[Start Raw data]

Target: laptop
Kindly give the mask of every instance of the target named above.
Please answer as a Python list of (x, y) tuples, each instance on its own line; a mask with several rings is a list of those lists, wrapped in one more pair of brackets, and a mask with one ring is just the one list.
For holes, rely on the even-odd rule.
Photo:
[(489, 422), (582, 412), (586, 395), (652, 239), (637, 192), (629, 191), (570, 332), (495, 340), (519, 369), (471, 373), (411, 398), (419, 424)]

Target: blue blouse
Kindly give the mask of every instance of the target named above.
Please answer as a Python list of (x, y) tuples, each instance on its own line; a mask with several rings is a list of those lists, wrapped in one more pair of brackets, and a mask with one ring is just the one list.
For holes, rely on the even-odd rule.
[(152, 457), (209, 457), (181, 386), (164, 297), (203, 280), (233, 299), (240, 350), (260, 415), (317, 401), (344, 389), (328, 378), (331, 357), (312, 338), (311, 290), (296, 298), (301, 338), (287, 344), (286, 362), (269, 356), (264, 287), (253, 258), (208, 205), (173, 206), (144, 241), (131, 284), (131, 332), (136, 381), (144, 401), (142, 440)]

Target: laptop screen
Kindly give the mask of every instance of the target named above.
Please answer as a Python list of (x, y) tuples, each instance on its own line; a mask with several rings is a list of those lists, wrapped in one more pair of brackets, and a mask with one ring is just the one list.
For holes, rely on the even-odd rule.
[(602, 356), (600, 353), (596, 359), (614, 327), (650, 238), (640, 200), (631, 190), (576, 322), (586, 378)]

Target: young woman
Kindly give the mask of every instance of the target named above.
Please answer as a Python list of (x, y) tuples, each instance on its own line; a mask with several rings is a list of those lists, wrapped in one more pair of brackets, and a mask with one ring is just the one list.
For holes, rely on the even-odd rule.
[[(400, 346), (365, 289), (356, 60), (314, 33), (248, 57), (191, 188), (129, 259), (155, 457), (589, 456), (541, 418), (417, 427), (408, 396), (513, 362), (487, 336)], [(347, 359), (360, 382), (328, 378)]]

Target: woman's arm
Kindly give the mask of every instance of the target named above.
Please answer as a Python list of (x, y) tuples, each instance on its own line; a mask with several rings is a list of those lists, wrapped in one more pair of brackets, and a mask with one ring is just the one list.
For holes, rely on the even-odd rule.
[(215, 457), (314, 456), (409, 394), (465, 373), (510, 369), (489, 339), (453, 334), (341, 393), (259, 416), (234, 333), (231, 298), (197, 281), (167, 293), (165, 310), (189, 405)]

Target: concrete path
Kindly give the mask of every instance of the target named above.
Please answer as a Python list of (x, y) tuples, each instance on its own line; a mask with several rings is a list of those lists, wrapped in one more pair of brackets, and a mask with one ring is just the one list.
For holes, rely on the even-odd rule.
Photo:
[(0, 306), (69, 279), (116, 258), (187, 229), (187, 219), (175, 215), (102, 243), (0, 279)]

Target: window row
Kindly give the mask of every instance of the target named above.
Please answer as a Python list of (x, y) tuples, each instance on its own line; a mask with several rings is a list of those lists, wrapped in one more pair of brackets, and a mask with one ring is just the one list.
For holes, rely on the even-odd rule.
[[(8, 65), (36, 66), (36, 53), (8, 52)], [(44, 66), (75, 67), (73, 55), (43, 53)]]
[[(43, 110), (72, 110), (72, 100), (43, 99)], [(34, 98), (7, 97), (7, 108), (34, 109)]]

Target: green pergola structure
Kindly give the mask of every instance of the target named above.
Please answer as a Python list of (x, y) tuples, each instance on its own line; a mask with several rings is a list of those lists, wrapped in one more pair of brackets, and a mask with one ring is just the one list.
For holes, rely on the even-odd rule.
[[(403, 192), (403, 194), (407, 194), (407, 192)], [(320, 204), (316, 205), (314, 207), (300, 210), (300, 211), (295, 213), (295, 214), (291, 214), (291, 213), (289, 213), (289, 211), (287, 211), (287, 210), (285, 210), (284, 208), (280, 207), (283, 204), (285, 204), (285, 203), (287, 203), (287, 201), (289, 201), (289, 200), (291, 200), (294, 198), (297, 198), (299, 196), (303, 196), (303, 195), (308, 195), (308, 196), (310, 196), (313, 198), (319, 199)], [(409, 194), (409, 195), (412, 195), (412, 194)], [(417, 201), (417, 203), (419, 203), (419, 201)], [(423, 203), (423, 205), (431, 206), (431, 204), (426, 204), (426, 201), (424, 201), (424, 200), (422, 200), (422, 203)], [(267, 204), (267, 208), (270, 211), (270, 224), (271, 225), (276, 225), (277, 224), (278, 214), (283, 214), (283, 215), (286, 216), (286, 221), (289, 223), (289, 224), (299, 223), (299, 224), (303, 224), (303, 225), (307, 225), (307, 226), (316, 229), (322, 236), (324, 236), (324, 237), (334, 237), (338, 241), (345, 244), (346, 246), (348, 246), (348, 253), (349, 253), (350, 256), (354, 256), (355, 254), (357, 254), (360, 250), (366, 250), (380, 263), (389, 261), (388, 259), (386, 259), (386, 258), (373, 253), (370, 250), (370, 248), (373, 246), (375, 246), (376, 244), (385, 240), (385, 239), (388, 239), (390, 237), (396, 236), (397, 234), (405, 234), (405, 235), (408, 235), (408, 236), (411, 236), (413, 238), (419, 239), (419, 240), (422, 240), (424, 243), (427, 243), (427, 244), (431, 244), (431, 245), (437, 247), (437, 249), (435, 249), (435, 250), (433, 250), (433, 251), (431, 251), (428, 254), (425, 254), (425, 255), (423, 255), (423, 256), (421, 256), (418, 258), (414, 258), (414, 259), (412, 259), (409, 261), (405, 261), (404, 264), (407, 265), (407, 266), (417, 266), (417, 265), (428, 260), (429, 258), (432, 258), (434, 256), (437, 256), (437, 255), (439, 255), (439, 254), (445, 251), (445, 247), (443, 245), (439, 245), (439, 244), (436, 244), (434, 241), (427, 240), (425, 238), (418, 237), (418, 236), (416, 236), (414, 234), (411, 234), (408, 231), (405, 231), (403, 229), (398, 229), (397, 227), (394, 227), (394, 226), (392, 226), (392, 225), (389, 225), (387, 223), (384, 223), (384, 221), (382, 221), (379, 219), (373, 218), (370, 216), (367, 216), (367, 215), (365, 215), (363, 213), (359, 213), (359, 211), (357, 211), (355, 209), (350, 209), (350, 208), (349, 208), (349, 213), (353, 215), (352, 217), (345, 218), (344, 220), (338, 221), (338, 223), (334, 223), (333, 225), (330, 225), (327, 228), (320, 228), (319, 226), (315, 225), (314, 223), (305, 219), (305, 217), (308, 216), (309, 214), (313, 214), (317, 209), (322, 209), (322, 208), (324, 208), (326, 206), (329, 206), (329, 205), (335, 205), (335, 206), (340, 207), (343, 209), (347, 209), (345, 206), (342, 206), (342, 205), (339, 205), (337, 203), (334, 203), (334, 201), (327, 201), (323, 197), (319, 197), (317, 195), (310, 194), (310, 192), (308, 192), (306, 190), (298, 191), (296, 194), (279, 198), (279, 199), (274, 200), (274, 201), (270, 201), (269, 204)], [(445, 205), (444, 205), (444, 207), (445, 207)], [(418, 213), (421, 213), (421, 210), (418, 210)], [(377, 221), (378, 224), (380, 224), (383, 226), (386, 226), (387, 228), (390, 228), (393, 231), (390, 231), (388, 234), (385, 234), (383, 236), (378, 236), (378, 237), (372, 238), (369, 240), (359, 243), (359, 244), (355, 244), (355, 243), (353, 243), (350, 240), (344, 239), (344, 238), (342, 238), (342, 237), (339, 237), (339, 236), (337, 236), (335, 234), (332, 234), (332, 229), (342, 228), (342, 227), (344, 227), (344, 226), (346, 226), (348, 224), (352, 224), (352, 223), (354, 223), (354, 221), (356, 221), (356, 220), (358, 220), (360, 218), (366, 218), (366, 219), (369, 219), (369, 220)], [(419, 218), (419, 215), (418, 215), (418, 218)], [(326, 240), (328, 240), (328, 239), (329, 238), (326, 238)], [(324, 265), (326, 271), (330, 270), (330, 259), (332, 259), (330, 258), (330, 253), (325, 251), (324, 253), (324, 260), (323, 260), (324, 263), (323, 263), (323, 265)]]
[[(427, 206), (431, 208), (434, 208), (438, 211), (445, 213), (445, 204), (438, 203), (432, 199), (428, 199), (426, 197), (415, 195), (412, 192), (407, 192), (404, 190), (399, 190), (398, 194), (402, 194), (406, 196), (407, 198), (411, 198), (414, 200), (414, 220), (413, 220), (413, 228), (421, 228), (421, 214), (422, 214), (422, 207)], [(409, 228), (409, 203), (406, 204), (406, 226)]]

[End Raw data]
[Start Raw data]

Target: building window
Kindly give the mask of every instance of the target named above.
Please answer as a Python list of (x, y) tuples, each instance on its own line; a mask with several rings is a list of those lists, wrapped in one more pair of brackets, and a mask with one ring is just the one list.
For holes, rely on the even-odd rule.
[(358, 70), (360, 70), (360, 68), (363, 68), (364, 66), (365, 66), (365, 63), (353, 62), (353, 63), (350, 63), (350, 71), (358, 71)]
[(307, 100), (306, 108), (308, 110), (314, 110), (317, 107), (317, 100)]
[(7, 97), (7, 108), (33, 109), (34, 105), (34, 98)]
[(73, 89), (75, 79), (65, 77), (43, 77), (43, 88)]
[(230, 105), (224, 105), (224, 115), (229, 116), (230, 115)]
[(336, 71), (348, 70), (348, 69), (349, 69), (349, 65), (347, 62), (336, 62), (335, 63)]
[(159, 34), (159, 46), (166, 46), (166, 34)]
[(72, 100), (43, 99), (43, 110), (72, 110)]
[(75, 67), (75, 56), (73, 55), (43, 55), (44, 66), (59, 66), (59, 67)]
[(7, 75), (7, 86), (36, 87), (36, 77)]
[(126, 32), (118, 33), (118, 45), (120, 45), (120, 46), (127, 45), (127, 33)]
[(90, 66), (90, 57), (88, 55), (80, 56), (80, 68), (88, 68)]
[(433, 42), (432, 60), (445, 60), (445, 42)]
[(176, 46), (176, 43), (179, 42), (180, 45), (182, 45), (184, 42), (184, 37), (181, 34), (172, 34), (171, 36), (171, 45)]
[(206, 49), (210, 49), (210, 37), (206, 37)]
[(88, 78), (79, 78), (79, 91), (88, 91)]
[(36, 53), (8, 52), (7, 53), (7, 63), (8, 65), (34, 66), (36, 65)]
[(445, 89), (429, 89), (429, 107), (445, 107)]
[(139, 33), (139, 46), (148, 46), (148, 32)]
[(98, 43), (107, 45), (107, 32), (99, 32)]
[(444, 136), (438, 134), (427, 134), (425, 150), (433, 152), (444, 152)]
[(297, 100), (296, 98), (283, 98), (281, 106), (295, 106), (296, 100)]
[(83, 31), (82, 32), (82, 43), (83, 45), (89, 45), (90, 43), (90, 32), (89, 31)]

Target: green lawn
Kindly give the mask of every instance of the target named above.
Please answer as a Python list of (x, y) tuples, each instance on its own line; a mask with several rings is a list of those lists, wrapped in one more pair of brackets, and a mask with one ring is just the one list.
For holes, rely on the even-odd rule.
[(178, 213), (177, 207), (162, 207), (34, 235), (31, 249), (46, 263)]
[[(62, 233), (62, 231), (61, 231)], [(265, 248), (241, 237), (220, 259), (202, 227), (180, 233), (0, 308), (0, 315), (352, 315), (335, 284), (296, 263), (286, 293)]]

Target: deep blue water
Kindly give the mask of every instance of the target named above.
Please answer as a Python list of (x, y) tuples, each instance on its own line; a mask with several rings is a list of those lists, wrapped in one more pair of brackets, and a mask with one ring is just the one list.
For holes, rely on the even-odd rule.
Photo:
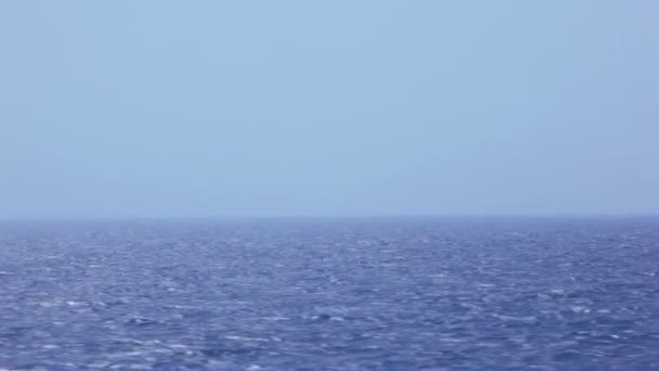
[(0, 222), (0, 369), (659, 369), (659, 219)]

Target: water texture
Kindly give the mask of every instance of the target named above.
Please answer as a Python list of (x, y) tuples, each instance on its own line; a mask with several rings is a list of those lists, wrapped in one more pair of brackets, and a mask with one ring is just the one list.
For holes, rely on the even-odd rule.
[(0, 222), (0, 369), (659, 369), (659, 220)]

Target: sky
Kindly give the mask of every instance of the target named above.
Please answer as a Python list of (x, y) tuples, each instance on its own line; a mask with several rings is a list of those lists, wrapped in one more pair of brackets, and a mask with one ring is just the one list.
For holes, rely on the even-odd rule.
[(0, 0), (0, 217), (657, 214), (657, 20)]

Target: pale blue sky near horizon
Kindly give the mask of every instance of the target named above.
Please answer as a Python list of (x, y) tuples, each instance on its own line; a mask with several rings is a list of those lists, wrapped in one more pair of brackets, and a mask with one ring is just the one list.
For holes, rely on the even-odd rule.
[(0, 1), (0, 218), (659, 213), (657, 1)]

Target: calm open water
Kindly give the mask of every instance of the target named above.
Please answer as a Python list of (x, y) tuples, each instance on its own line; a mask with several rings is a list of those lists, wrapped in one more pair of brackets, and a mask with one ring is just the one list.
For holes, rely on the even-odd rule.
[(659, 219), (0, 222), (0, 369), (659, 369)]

[End Raw data]

Problem requirements
Lay out the lines of the rows running from the line with "Target: young woman" to the line with "382), (328, 378)]]", both included, as a numbered list with any blank lines omitted.

Solution to this task
1. Target: young woman
2. Kindly give the mask of every instance of the target named above.
3. Please answer as a Python list of (x, y) tuples, each instance on its own line; a mask with several rings is a list of those lists, wrapped in one more pair of brackets, and a mask with one ring is just the one list.
4. For holes, rely on the even-odd rule.
5. [[(400, 346), (365, 289), (356, 60), (314, 33), (248, 57), (191, 188), (129, 259), (155, 457), (589, 456), (541, 418), (417, 427), (408, 396), (513, 362), (487, 336)], [(347, 359), (360, 382), (328, 378)]]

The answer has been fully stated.